## [Tâches à réaliser]
(a) Dans le passage sur la demande d'asile de M. A..., à quelle date celui-ci a-t-il déposé sa demande d'asile auprès de la préfecture du Cher ?
(b) Poursuivez le passage sur la demande d'asile de M. A... après sa dernière phrase.

## [Passage fourni]
>>>

3. Tant les dispositions de l'article L. 742-1 du code de l'entrée et du séjour des étrangers et du droit d'asile que celles de l'article L. 743-1 du même code font obstacle à ce que, durant la période où le demandeur d'asile bénéficie du droit de se maintenir sur le territoire français, il fasse l'objet d'une mesure d'éloignement.

4. M. A... fait valoir qu'il a formé une demande d'asile auprès de la préfecture du Cher le 7 février 2017, que la consultation du fichier Eurodac ayant fait apparaître que ses empreintes avaient été relevées par les autorités italiennes, ces dernières ont été saisies le 24 février 2017 et ont accepté leur responsabilité par un accord implicite, de sorte qu'il s'est vu notifier, le 26 septembre 2017, un arrêté portant transfert aux autorités italiennes, ainsi qu'un arrêté portant assignation à résidence. Il a produit en première instance, à l'appui de ces affirmations, l'arrêté du 1er septembre 2017 le transférant aux autorités italiennes ainsi que l'attestation de demande d'asile mentionnant la procédure Dublin qui lui a été délivrée en application des dispositions de l'article L. 742-1 du code de l'entrée et du séjour des étrangers et du droit d'asile. Aucune contestation n'est opposée à ces documents en défense. Il résulte de ce qui a été exposé au point 2 qu'à la date de l'arrêté du 2 août 2018, le délai imparti à la France pour exécuter cette mesure de transfert était expiré, et ce même dans l'hypothèse où ce délai aurait été prolongé conformément aux prévisions du 2. de l'article 29 du règlement. Par suite, et ainsi qu'il a été indiqué au point 3, M. A... ne pouvait faire l'objet d'une obligation de quitter le territoire avant la notification de la décision de l'office français de protection des réfugiés et apatrides ou, en cas de recours, jusqu'à la notification de la décision de la Cour nationale du droit d'asile. La décision qu'il conteste ayant été prise en méconnaissance de cette prohibition, M. A... est fondé à en demander l'annulation.

<<<

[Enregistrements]

>>>

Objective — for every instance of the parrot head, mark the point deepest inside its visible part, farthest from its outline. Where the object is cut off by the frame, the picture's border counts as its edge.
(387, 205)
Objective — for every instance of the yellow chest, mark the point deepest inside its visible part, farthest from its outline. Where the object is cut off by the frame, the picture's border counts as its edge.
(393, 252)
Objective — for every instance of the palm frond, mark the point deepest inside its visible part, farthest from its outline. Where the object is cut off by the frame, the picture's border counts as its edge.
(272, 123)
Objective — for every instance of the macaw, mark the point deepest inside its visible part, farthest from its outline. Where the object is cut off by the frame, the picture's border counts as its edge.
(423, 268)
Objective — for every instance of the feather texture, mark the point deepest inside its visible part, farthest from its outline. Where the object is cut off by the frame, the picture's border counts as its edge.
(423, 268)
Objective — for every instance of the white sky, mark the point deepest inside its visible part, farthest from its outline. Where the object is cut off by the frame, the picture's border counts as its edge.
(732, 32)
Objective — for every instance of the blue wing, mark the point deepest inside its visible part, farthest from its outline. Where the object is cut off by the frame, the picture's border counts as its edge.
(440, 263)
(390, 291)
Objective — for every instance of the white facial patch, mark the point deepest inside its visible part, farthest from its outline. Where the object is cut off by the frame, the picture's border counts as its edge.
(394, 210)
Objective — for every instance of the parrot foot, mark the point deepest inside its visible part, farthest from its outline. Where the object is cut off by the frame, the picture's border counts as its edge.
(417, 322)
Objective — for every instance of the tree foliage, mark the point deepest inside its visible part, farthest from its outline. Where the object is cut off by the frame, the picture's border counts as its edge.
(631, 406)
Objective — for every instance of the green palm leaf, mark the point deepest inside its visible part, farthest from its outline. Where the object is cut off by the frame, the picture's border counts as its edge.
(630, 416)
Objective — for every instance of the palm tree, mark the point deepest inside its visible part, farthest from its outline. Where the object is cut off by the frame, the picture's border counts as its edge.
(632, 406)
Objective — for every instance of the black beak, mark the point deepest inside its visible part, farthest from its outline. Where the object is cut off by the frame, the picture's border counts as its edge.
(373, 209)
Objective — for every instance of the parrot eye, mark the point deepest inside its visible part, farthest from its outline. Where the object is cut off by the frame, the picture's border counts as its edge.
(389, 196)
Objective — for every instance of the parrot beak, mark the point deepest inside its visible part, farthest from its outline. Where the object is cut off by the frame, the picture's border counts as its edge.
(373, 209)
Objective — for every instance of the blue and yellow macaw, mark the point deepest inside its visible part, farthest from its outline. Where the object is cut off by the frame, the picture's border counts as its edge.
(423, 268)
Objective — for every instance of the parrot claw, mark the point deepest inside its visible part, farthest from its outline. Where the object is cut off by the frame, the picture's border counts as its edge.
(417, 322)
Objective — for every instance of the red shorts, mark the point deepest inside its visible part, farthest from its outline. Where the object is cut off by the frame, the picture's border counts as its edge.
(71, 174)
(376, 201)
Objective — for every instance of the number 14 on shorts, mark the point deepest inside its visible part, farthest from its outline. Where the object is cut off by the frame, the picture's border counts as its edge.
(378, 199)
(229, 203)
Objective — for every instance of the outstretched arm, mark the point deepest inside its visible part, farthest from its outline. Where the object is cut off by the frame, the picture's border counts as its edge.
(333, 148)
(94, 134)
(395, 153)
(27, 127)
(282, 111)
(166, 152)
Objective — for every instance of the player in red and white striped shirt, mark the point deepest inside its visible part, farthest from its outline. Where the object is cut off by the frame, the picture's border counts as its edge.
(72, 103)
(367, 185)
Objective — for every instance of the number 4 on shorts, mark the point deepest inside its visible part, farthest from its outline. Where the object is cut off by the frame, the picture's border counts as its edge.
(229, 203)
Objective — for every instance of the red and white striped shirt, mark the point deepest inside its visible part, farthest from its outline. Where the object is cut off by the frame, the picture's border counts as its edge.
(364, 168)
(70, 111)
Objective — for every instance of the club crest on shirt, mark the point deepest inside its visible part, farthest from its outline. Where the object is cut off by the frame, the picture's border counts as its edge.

<<<

## [Résultats]
(a) Le 7 février 2017.

(b)
5. Il résulte de ce qui précède, et sans qu'il soit besoin d'examiner les autres moyens de la requête, que M. A... est fondé à soutenir que c'est à tort que, par le jugement attaqué, le tribunal administratif de Grenoble a rejeté sa demande.

6. Aux termes de l'article L. 911-1 du code de justice administrative : " Lorsque sa décision implique nécessairement qu'une personne morale de droit public ou un organisme de droit privé chargé de la gestion d'un service public prenne une mesure d'exécution dans un sens déterminé, la juridiction, saisie de conclusions en ce sens, prescrit, par la même décision, cette mesure assortie, le cas échéant, d'un délai d'exécution. La juridiction peut également prescrire d'office cette mesure. " L'annulation de l'obligation faite à l'intéressé de quitter le territoire implique nécessairement que, par application des dispositions de l'article L. 512-4 du code de l'entrée et du séjour des étrangers et du droit d'asile, M. A... soit muni d'une autorisation provisoire de séjour jusqu'à ce que l'autorité administrative ait à nouveau statué sur son cas et sur son droit au séjour au vu des motifs de la présente décision. Il y a donc lieu d'enjoindre au préfet compétent de réexaminer la situation de l'intéressé, au vu de l'ensemble de la situation de droit et de fait existant à la date de ce réexamen, et notamment de l'état d'avancement de l'examen de la demande d'asile de M. A..., dans un délai d'un mois suivant la notification du présent arrêt, après lui avoir délivré, dans cette attente, une autorisation provisoire de séjour ou, le cas échéant, l'attestation prévue à l'article L. 741-1 du code de l'entrée et du séjour des étrangers et du droit d'asile.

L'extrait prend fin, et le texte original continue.